▶ [Work instructions]:
Reproduce each of the entries that follow, exactly.

Data entries:
------------
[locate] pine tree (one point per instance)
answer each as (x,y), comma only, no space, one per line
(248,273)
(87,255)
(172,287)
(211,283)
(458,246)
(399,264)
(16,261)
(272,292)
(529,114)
------------
▶ [Reply]:
[locate] pine tree (one point per instance)
answer each as (x,y), comma only, no space, one per line
(248,273)
(87,255)
(172,287)
(211,283)
(458,246)
(399,264)
(16,261)
(272,292)
(529,114)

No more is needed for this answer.